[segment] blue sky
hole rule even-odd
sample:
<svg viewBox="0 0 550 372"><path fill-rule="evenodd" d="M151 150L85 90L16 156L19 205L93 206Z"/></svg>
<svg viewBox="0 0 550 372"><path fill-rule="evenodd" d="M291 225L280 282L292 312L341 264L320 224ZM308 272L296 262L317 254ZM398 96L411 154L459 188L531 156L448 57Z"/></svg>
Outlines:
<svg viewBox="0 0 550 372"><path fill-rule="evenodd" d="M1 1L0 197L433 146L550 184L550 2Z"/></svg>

========================================================================

__YOUR INSTRUCTIONS__:
Turn each line of the rows above into a Markdown table with two columns, No. and Line. Number the lines in order and skip any blank ones.

__THE RESPONSE__:
| No. | Line |
|---|---|
| 1 | [segment] blue sky |
| 2 | hole rule even-odd |
| 3 | sample: |
| 4 | <svg viewBox="0 0 550 372"><path fill-rule="evenodd" d="M151 150L85 90L16 156L19 205L93 206Z"/></svg> |
| 5 | <svg viewBox="0 0 550 372"><path fill-rule="evenodd" d="M291 225L280 282L292 312L341 264L320 224ZM308 272L296 262L317 254ZM398 96L411 154L459 188L531 156L448 57Z"/></svg> |
| 6 | Outlines: |
| 7 | <svg viewBox="0 0 550 372"><path fill-rule="evenodd" d="M1 1L0 197L433 146L550 184L550 2Z"/></svg> |